→ Problem statement: With the pictures excluded, retype the records that follow exactly.

╭─ Record extracts

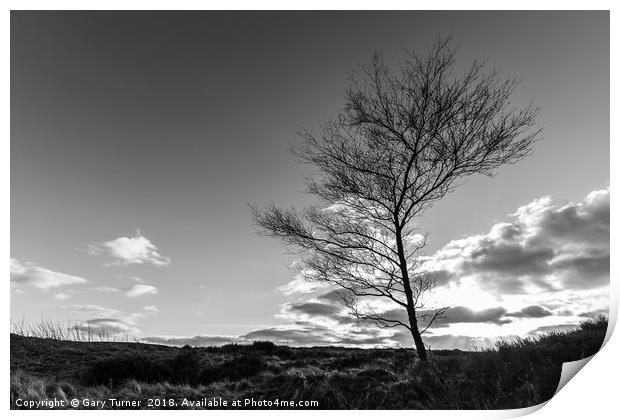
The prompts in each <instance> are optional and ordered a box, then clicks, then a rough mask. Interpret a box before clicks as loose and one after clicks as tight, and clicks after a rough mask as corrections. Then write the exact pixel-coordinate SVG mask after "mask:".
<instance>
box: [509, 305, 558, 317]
mask: <svg viewBox="0 0 620 420" xmlns="http://www.w3.org/2000/svg"><path fill="white" fill-rule="evenodd" d="M551 315H553V312H551V311H550V310H549V309H547V308H545V307H544V306H541V305H530V306H527V307H525V308H523V309H521V310H520V311H517V312H510V313H507V314H506V316H512V317H515V318H544V317H546V316H551Z"/></svg>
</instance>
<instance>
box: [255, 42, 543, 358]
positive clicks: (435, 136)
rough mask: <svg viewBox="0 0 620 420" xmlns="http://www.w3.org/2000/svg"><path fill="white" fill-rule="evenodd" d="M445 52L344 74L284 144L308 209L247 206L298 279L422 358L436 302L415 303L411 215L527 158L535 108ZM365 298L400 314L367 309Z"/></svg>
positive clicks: (454, 52)
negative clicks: (482, 179)
mask: <svg viewBox="0 0 620 420" xmlns="http://www.w3.org/2000/svg"><path fill="white" fill-rule="evenodd" d="M455 52H456V50H455V48H453V47H452V46H451V38H446V39H438V40H437V41H436V42H435V44H434V45H433V46H432V47H431V48H430V49H429V50H428V51H427V52H426V53H424V54H421V55H419V54H416V53H415V52H413V51H407V55H406V59H405V60H404V61H403V62H402V63H401V64H400V65H399V67H398V69H397V71H394V70H392V69H390V68H389V67H388V66H387V65H386V64H385V63H384V62H383V59H382V55H381V54H380V53H375V54H374V55H373V57H372V59H371V60H370V62H369V63H367V64H364V65H362V66H361V69H362V77H361V78H359V77H357V76H355V75H352V76H351V84H350V86H349V88H348V89H347V90H346V92H345V107H344V110H343V111H342V112H341V113H340V114H339V115H338V116H337V117H336V118H334V119H332V120H330V121H328V122H327V123H325V124H324V125H323V126H322V128H321V130H320V131H319V132H318V133H313V132H311V131H305V132H303V133H301V136H302V142H301V145H300V146H298V147H293V148H292V153H293V155H294V156H296V157H297V158H298V159H299V160H300V161H301V162H302V163H304V164H309V165H311V166H313V167H314V168H315V169H316V173H317V174H318V175H317V176H315V177H314V178H310V179H309V180H308V181H307V191H308V192H309V193H311V194H314V195H315V196H317V198H318V200H319V204H318V205H316V206H313V207H310V208H307V209H305V210H303V211H301V212H298V211H296V210H295V209H284V208H280V207H277V206H275V205H273V204H271V205H269V206H268V207H267V208H265V209H262V210H261V209H258V208H256V207H255V206H253V207H252V214H253V219H254V221H255V222H256V223H257V225H258V226H259V227H260V231H261V233H263V234H266V235H269V236H272V237H275V238H278V239H280V240H282V241H284V242H285V243H286V244H287V245H289V246H291V247H292V249H293V250H294V251H295V252H300V253H301V254H302V255H303V260H302V262H301V264H300V267H299V269H300V273H301V274H302V275H303V277H304V278H305V279H307V280H308V281H314V282H323V283H328V284H332V285H335V286H338V287H339V288H341V289H343V292H345V293H342V294H341V298H342V301H343V303H344V304H345V305H346V306H347V307H348V308H349V309H350V313H351V314H352V315H354V316H355V317H357V318H358V319H360V320H365V321H369V322H372V323H374V324H376V325H378V326H379V327H397V326H399V327H404V328H406V329H407V330H409V331H410V332H411V335H412V337H413V340H414V343H415V346H416V349H417V352H418V355H419V357H420V359H423V360H424V359H426V358H427V354H426V349H425V347H424V343H423V340H422V336H421V334H422V333H423V332H424V331H426V330H427V329H428V328H429V327H430V326H431V325H432V324H433V322H434V321H435V320H436V319H437V318H438V317H440V316H441V315H442V314H443V313H444V311H445V310H446V309H445V308H432V309H426V308H424V301H423V297H424V295H425V294H426V293H427V292H429V291H430V290H432V289H433V287H434V286H435V280H434V279H433V277H432V275H429V273H425V272H423V271H422V267H421V260H420V251H421V250H422V248H423V247H424V245H425V242H426V241H425V239H426V238H425V236H422V235H420V234H418V233H417V230H418V228H417V226H416V224H415V220H416V218H418V217H419V216H421V215H422V214H423V213H424V211H425V210H427V209H428V208H429V207H431V206H432V204H433V203H434V202H435V201H437V200H439V199H441V198H442V197H444V196H445V195H446V194H447V193H448V192H450V191H451V190H453V189H454V188H455V186H456V181H457V180H459V179H462V178H464V177H467V176H469V175H474V174H484V175H488V176H491V175H493V173H494V170H495V169H497V168H498V167H500V166H502V165H504V164H512V163H515V162H517V161H519V160H520V159H522V158H523V157H525V156H527V155H528V154H529V153H530V152H531V149H532V146H533V144H534V142H535V141H536V140H537V138H538V135H539V133H540V130H536V129H535V120H536V116H537V114H538V109H537V108H535V107H533V106H532V105H529V106H526V107H523V108H515V107H513V106H512V105H511V102H510V101H511V97H512V95H513V93H514V91H515V89H516V87H517V85H518V82H517V81H516V80H515V79H514V78H508V79H505V80H503V79H501V78H500V77H499V74H498V73H497V72H495V71H493V72H490V73H486V72H485V71H484V64H483V63H481V62H478V61H475V62H474V63H473V64H472V65H471V67H469V69H468V70H466V71H465V72H464V73H462V74H459V75H457V74H455V71H454V69H453V67H454V62H455V59H454V57H455ZM377 298H383V299H387V300H388V301H390V302H391V304H392V305H394V307H395V308H400V309H399V310H390V311H383V312H381V311H377V310H373V309H372V306H371V305H370V304H369V303H368V302H369V300H372V299H377ZM423 308H424V309H423ZM399 311H400V312H399ZM399 313H400V315H399ZM390 314H391V315H390Z"/></svg>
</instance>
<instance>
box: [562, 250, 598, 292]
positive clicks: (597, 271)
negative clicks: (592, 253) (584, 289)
mask: <svg viewBox="0 0 620 420" xmlns="http://www.w3.org/2000/svg"><path fill="white" fill-rule="evenodd" d="M609 265H610V261H609V254H608V253H605V254H604V255H596V254H595V255H580V256H575V257H572V256H569V257H566V258H563V259H561V260H557V261H555V262H553V264H552V266H553V268H554V269H557V270H560V271H562V272H563V274H564V275H563V277H564V279H565V280H564V284H565V285H567V286H573V287H579V288H583V289H587V288H594V287H600V286H603V285H605V284H608V283H609Z"/></svg>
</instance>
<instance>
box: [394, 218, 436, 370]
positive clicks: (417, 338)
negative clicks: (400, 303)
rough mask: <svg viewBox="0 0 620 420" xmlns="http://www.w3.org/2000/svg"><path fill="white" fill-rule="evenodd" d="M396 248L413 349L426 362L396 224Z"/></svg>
mask: <svg viewBox="0 0 620 420" xmlns="http://www.w3.org/2000/svg"><path fill="white" fill-rule="evenodd" d="M396 247H397V251H398V259H399V265H400V271H401V276H402V278H403V290H404V292H405V296H406V297H407V316H408V319H409V326H410V327H411V336H412V337H413V342H414V343H415V348H416V350H417V351H418V357H419V358H420V360H426V359H427V358H428V357H427V354H426V348H425V347H424V342H423V341H422V335H421V334H420V330H419V329H418V318H417V317H416V314H415V303H414V301H413V292H412V291H411V285H410V284H409V270H408V267H407V258H405V248H404V246H403V238H402V234H401V230H400V227H399V226H398V223H397V224H396Z"/></svg>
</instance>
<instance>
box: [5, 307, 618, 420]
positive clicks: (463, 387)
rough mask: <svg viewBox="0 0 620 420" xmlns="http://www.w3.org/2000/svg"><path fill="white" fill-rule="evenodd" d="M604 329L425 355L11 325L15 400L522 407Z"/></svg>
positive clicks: (455, 408)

╰─

→ Answer space:
The prompts in each <instance> are optional and ordered a box, then clicks, then a rough mask. Interpret a box before clicks as loose and one after clicks as tight, and clicks after a rough mask as corrections. Then write the exact pixel-coordinate SVG mask after "mask:".
<instance>
box: [509, 305, 558, 317]
mask: <svg viewBox="0 0 620 420" xmlns="http://www.w3.org/2000/svg"><path fill="white" fill-rule="evenodd" d="M551 315H553V312H551V311H550V310H549V309H547V308H545V307H544V306H541V305H530V306H527V307H525V308H523V309H521V310H520V311H517V312H510V313H507V314H506V316H512V317H515V318H544V317H546V316H551Z"/></svg>
</instance>
<instance>
box: [255, 42, 543, 358]
positive clicks: (435, 136)
rough mask: <svg viewBox="0 0 620 420" xmlns="http://www.w3.org/2000/svg"><path fill="white" fill-rule="evenodd" d="M445 52L344 74L284 144L308 209L247 206L298 279L422 358L436 302L415 303L411 215L527 158L535 108ZM365 298L400 314L367 309Z"/></svg>
positive clicks: (454, 52)
negative clicks: (482, 179)
mask: <svg viewBox="0 0 620 420" xmlns="http://www.w3.org/2000/svg"><path fill="white" fill-rule="evenodd" d="M455 52H456V50H455V48H453V47H452V46H451V38H446V39H438V40H437V41H436V42H435V44H434V45H433V46H432V47H431V48H430V49H429V50H428V51H427V52H426V53H424V54H421V55H419V54H416V53H415V52H413V51H407V55H406V59H405V60H404V61H403V62H402V63H401V64H400V65H399V67H398V69H397V71H394V70H392V69H390V68H389V67H388V66H387V65H386V64H385V63H384V62H383V59H382V55H381V54H380V53H375V54H374V55H373V57H372V59H371V60H370V62H369V63H367V64H364V65H362V66H361V69H362V77H361V78H359V77H357V76H355V75H352V76H351V84H350V86H349V88H348V89H347V90H346V92H345V107H344V110H343V111H342V112H341V113H340V114H339V115H338V116H337V117H336V118H334V119H332V120H330V121H328V122H327V123H325V124H324V125H323V126H322V128H321V130H320V131H319V132H318V133H313V132H311V131H305V132H303V133H301V136H302V142H301V145H300V146H298V147H293V148H292V153H293V155H294V156H296V157H297V158H298V159H299V160H300V161H301V162H302V163H304V164H309V165H311V166H313V167H314V168H315V169H316V173H317V174H318V175H317V176H315V177H314V178H310V179H309V180H308V181H307V191H308V192H309V193H311V194H314V195H315V196H317V198H318V200H319V204H318V205H316V206H313V207H310V208H307V209H305V210H303V211H301V212H298V211H296V210H295V209H284V208H280V207H277V206H275V205H273V204H271V205H269V206H268V207H267V208H265V209H262V210H261V209H258V208H256V207H255V206H253V207H252V214H253V219H254V221H255V222H256V223H257V225H258V226H259V227H260V231H261V233H263V234H266V235H269V236H272V237H275V238H278V239H280V240H282V241H284V242H285V243H286V244H287V245H289V246H291V247H292V249H293V250H294V251H295V252H300V253H301V254H302V255H303V260H302V262H301V264H300V267H299V269H300V273H301V274H302V275H303V277H304V278H305V279H307V280H308V281H314V282H323V283H328V284H332V285H335V286H338V287H339V288H341V289H343V292H345V293H342V294H341V298H342V301H343V303H344V304H345V305H346V306H347V307H348V308H349V309H350V313H351V314H352V315H354V316H355V317H357V318H358V319H360V320H365V321H369V322H372V323H374V324H376V325H378V326H379V327H397V326H399V327H404V328H406V329H407V330H409V331H410V332H411V335H412V337H413V340H414V343H415V346H416V349H417V352H418V355H419V357H420V359H423V360H424V359H426V358H427V354H426V349H425V347H424V343H423V340H422V336H421V334H422V333H423V332H424V331H426V330H427V329H428V328H429V327H430V326H431V325H432V324H433V322H434V321H435V320H436V319H437V318H438V317H440V316H441V315H442V314H443V313H444V311H445V310H446V309H445V308H432V309H426V308H424V301H423V297H424V295H425V294H426V293H427V292H429V291H430V290H432V289H433V287H434V286H435V280H434V279H433V277H432V275H429V273H425V272H423V271H422V267H421V260H420V251H421V250H422V248H423V247H424V245H425V242H426V241H425V239H426V238H425V236H422V235H420V234H418V233H417V230H418V228H417V226H416V224H415V220H416V218H418V217H419V216H421V215H422V214H423V213H424V211H425V210H427V209H428V208H429V207H431V206H432V204H433V203H434V202H435V201H437V200H439V199H441V198H442V197H444V196H445V195H446V194H447V193H448V192H450V191H451V190H453V189H454V188H455V186H456V181H457V180H459V179H462V178H464V177H467V176H469V175H474V174H484V175H488V176H491V175H493V173H494V170H495V169H497V168H498V167H500V166H502V165H504V164H512V163H515V162H517V161H519V160H520V159H522V158H523V157H525V156H527V155H528V154H529V153H530V152H531V149H532V146H533V144H534V142H535V141H536V140H537V138H538V135H539V133H540V130H536V129H535V120H536V116H537V114H538V109H537V108H535V107H533V106H532V105H529V106H526V107H523V108H515V107H513V106H512V105H511V102H510V101H511V97H512V95H513V93H514V91H515V89H516V87H517V85H518V82H517V81H516V80H515V79H514V78H508V79H505V80H503V79H501V78H500V77H499V74H498V73H497V72H495V71H493V72H490V73H486V72H485V71H484V64H483V63H481V62H478V61H475V62H474V63H473V64H472V65H471V67H469V69H468V70H466V71H465V72H464V73H462V74H459V75H457V74H455V71H454V69H453V67H454V62H455V59H454V57H455ZM377 298H383V299H387V300H388V301H390V302H391V304H392V305H394V307H395V308H400V309H399V310H390V311H383V312H381V311H377V310H373V309H372V306H371V305H370V304H369V303H368V302H369V300H372V299H377ZM423 308H424V309H423ZM399 311H400V312H399ZM399 313H400V315H399ZM390 314H391V315H390Z"/></svg>
</instance>
<instance>
box: [562, 250, 598, 292]
positive clicks: (597, 271)
negative clicks: (592, 253) (584, 289)
mask: <svg viewBox="0 0 620 420" xmlns="http://www.w3.org/2000/svg"><path fill="white" fill-rule="evenodd" d="M609 265H610V261H609V254H608V253H605V254H604V255H596V254H595V255H580V256H575V257H572V256H569V257H566V258H563V259H561V260H557V261H555V262H553V264H552V266H553V268H554V269H557V270H560V271H562V272H563V274H564V275H563V277H564V279H565V280H564V284H565V285H567V286H573V287H579V288H583V289H587V288H594V287H600V286H603V285H605V284H608V283H609Z"/></svg>
</instance>
<instance>
box: [394, 218, 436, 370]
positive clicks: (417, 338)
negative clicks: (400, 303)
rough mask: <svg viewBox="0 0 620 420" xmlns="http://www.w3.org/2000/svg"><path fill="white" fill-rule="evenodd" d="M396 248L413 349L426 362L396 224Z"/></svg>
mask: <svg viewBox="0 0 620 420" xmlns="http://www.w3.org/2000/svg"><path fill="white" fill-rule="evenodd" d="M396 247H397V251H398V259H399V265H400V271H401V276H402V278H403V290H404V292H405V296H406V297H407V316H408V319H409V326H410V327H411V336H412V337H413V342H414V343H415V348H416V350H417V351H418V357H419V358H420V360H426V359H427V358H428V357H427V354H426V348H425V347H424V342H423V341H422V335H421V334H420V330H419V329H418V318H417V317H416V314H415V303H414V301H413V292H412V291H411V285H410V284H409V270H408V267H407V258H405V248H404V246H403V238H402V234H401V230H400V227H399V226H398V223H397V224H396Z"/></svg>
</instance>
<instance>
box: [5, 307, 618, 420]
positive clicks: (463, 387)
rough mask: <svg viewBox="0 0 620 420" xmlns="http://www.w3.org/2000/svg"><path fill="white" fill-rule="evenodd" d="M604 329L425 355L11 325L15 400L522 407Z"/></svg>
positive clicks: (455, 408)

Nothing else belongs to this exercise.